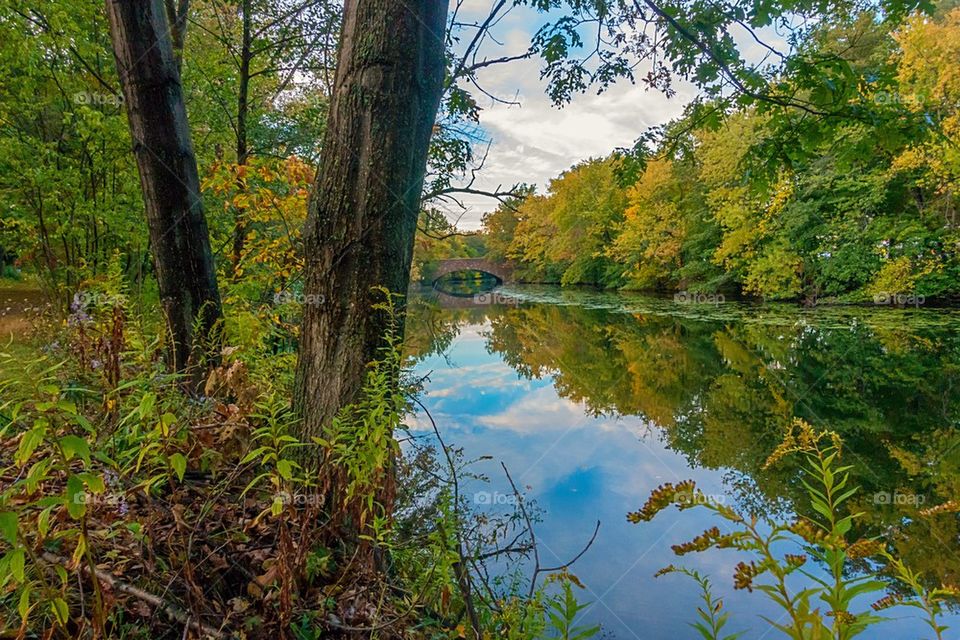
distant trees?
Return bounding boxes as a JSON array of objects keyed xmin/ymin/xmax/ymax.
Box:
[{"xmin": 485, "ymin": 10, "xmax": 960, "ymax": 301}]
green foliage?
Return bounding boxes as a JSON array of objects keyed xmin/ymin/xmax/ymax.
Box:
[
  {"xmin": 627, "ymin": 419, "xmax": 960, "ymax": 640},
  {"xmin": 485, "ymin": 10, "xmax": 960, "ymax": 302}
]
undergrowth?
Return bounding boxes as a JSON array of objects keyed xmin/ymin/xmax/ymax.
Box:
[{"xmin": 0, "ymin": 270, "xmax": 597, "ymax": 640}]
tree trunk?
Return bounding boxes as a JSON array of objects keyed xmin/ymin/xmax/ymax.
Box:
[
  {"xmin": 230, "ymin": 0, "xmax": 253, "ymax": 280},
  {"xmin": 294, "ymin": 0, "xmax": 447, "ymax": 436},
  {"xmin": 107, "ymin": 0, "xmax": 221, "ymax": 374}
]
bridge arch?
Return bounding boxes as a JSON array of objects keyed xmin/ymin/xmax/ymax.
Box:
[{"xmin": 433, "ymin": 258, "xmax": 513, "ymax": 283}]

---

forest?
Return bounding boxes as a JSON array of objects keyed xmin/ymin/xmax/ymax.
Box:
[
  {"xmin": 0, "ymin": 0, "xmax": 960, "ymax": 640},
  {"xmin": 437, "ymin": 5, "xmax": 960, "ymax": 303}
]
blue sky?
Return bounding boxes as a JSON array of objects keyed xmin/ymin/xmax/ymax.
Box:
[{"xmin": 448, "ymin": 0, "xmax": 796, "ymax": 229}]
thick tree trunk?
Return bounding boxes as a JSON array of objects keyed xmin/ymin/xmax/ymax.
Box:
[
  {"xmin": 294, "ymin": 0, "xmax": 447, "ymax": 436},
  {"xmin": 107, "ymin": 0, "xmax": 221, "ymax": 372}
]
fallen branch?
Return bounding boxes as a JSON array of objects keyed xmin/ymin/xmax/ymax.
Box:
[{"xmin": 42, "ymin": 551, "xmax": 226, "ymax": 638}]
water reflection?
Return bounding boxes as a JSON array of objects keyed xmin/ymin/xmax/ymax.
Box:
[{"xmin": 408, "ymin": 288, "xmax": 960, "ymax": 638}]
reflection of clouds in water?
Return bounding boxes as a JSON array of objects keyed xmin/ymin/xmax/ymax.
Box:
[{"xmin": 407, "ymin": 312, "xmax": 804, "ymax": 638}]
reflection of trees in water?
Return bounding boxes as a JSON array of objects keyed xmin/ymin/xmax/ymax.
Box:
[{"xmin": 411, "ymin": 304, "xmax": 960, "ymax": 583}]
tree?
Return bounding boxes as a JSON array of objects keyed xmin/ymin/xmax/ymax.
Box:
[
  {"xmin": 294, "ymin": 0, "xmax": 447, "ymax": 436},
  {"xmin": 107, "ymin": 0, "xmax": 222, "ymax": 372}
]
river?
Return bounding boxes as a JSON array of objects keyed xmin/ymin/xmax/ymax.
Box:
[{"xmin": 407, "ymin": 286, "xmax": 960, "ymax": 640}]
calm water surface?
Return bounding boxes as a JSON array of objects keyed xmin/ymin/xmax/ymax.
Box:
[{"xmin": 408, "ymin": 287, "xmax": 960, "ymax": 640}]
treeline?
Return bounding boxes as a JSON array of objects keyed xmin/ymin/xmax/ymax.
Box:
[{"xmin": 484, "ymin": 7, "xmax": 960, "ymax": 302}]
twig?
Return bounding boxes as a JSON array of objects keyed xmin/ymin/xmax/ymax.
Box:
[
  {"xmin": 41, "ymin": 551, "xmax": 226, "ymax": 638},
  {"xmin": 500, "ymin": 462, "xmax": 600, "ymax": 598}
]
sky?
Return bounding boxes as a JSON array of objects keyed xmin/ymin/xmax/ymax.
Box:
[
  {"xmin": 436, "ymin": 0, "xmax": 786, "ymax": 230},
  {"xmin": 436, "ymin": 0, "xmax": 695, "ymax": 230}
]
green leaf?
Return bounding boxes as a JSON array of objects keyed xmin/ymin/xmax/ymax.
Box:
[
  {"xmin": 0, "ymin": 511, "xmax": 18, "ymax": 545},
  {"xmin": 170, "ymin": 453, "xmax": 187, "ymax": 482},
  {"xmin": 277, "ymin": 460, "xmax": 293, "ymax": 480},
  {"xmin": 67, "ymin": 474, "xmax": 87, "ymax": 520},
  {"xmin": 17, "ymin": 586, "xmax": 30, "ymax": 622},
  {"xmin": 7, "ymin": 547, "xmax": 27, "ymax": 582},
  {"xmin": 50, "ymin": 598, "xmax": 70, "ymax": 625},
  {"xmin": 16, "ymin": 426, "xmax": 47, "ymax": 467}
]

Request ->
Find every line in the records above that contains the string "reflection", matching case exactly, and copy each of those lines.

Worked solution ->
water reflection?
reflection of clouds in water?
reflection of trees in water?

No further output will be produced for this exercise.